= Written problem =
Show every line of the material below that contains the word "shoe".

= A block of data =
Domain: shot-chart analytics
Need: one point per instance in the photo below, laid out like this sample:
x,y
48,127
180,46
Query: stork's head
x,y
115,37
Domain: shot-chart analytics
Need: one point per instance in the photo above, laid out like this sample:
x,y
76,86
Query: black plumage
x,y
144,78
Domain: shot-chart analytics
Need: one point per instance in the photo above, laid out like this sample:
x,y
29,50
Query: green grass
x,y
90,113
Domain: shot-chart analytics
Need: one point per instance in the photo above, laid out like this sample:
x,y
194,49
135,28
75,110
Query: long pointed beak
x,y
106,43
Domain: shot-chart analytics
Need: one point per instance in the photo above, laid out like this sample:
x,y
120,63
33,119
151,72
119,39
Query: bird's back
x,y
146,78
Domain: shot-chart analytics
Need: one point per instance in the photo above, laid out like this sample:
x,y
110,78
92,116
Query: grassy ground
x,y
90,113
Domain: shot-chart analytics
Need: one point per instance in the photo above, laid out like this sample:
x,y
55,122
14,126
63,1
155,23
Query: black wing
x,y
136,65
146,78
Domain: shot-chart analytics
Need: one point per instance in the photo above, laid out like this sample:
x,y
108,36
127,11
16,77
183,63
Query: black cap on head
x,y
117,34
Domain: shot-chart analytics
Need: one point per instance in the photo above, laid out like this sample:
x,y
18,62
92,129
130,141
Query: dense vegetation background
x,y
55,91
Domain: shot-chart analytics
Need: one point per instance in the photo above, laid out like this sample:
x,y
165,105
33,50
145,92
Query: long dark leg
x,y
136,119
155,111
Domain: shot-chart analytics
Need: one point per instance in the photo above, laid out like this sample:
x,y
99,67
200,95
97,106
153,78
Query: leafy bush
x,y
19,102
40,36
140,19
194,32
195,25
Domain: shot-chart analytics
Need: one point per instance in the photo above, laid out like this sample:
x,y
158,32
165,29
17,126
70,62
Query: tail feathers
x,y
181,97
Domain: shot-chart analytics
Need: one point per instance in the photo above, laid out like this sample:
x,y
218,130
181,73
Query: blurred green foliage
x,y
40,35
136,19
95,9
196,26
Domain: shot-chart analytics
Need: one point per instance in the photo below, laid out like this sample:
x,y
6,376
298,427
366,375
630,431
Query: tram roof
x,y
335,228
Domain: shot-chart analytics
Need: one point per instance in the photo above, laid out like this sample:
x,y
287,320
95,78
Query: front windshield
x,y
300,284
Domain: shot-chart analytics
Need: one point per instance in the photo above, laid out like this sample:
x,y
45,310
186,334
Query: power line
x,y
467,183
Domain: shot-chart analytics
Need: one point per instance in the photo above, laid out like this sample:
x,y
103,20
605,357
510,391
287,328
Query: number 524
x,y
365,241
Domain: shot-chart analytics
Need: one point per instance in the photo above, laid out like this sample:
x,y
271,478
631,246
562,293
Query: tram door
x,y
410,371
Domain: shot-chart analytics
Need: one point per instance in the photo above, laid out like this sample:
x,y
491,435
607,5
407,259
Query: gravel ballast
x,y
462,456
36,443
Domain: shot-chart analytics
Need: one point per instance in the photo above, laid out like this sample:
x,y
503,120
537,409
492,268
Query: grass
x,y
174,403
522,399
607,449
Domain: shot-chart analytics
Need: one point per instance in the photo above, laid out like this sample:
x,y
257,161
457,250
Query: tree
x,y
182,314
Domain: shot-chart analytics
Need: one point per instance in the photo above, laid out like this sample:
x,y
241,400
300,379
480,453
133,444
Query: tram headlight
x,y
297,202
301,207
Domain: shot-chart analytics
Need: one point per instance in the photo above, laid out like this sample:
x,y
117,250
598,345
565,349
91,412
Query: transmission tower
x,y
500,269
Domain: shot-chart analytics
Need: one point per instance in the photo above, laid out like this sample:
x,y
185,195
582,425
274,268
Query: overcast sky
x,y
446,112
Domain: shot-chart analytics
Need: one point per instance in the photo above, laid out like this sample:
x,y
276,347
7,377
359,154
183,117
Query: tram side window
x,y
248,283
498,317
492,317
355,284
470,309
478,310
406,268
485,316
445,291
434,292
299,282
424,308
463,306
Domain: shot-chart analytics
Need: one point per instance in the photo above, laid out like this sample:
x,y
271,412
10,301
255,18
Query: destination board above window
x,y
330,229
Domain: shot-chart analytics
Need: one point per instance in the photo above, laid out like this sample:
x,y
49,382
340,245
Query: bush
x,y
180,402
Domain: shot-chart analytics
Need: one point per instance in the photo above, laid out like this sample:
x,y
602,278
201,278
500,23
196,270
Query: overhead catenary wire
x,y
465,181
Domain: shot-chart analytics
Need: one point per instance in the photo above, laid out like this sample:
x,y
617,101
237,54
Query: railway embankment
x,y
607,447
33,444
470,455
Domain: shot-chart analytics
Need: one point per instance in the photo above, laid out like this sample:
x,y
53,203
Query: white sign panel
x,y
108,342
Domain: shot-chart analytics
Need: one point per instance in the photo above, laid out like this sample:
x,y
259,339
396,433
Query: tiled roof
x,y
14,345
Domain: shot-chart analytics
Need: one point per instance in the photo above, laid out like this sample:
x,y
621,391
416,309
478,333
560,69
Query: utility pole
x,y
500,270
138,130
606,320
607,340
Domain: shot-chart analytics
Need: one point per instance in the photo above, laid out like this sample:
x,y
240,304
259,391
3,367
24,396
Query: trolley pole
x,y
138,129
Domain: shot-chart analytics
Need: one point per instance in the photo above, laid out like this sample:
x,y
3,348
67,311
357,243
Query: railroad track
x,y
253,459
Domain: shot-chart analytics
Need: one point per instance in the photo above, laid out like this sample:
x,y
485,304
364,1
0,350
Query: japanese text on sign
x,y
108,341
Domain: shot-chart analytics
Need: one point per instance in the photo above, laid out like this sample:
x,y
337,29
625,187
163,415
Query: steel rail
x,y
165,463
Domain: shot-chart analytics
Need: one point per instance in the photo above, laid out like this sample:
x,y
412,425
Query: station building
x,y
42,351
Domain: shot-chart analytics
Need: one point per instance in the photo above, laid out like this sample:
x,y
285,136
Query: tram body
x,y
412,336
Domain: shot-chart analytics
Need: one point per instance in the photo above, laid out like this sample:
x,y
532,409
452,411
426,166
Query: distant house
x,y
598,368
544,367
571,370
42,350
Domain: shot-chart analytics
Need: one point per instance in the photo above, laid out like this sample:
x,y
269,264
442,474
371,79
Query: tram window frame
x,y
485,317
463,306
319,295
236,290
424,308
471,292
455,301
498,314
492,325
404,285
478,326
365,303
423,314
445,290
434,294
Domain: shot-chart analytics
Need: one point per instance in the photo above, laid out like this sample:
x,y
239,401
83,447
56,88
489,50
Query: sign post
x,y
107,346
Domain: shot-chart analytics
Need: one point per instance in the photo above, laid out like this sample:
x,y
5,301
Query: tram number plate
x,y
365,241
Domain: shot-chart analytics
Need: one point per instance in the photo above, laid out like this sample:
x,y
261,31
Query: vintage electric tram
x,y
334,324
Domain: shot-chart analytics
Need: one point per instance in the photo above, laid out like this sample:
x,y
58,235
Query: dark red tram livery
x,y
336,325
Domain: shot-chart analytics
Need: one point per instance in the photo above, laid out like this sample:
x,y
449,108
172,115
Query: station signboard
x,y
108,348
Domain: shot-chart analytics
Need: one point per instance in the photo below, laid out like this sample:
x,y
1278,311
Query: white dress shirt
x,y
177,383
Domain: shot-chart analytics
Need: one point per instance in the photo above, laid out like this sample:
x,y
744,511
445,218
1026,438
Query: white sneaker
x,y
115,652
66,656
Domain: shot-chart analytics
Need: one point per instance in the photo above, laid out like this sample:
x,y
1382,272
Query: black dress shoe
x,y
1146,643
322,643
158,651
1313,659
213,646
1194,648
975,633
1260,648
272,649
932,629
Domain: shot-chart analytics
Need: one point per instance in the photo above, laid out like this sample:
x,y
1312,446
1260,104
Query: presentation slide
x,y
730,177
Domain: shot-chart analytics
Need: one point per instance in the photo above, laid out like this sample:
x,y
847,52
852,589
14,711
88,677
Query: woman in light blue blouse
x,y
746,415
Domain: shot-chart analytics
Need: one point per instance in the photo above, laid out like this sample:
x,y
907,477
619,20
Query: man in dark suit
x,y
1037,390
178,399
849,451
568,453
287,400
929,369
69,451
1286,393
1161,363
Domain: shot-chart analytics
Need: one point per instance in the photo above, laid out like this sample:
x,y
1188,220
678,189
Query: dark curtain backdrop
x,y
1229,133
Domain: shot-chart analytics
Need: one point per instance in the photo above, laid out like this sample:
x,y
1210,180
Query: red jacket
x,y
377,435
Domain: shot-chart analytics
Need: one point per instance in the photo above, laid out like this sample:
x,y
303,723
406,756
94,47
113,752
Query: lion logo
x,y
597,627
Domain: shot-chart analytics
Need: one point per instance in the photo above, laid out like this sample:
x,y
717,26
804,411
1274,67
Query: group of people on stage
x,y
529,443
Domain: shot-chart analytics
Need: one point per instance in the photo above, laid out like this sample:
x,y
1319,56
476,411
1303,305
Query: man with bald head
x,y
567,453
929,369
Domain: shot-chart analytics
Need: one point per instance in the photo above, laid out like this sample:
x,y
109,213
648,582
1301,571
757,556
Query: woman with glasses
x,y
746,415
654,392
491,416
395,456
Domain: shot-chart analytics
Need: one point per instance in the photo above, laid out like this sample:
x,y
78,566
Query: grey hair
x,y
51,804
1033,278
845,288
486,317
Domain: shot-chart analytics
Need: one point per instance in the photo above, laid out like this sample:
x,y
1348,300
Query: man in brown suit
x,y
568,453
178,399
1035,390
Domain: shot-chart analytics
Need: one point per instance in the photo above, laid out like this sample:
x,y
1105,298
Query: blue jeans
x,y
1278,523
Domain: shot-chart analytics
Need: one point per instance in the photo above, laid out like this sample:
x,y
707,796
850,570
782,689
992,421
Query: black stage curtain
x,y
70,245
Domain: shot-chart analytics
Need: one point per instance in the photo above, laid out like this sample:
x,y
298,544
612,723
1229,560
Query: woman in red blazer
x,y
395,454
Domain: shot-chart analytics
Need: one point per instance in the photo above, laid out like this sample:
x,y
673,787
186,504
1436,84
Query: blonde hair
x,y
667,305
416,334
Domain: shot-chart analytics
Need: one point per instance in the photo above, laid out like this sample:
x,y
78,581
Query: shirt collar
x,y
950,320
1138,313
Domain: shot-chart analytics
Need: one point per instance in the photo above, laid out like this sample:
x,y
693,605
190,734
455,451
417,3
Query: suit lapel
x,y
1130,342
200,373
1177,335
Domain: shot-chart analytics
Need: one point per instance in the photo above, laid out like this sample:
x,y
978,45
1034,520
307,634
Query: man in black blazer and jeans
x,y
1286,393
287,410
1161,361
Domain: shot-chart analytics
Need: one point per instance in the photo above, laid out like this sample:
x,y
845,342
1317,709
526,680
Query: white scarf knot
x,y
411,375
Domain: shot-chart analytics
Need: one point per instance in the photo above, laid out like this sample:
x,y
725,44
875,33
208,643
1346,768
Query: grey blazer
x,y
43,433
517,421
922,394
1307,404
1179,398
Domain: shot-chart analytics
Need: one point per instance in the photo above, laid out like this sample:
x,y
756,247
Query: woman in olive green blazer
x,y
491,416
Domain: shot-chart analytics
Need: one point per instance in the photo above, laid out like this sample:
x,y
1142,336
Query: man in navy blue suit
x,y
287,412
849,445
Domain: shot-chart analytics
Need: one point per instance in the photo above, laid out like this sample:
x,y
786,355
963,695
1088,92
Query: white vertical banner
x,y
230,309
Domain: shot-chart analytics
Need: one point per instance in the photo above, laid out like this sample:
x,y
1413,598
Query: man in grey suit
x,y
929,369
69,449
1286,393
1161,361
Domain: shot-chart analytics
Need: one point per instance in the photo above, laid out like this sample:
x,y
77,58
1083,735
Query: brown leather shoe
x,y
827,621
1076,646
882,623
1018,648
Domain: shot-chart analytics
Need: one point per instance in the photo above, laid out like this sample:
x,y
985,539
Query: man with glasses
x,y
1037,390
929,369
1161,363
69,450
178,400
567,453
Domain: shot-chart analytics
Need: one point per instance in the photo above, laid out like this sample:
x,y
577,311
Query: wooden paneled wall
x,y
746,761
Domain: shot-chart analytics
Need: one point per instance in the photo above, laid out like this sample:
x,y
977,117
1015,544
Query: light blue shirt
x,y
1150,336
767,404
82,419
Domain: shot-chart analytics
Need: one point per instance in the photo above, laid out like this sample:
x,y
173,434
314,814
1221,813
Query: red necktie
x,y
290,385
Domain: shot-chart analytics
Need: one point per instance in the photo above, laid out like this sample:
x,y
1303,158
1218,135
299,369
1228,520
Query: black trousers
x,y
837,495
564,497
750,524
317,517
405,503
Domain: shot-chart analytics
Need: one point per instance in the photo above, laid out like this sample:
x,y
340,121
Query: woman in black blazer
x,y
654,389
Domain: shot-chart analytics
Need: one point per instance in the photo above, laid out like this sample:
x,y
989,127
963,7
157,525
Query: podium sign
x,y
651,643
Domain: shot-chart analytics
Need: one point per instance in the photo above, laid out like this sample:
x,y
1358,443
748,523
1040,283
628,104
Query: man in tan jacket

= Solution for this task =
Query: black dress shoe
Query: brown leather shoe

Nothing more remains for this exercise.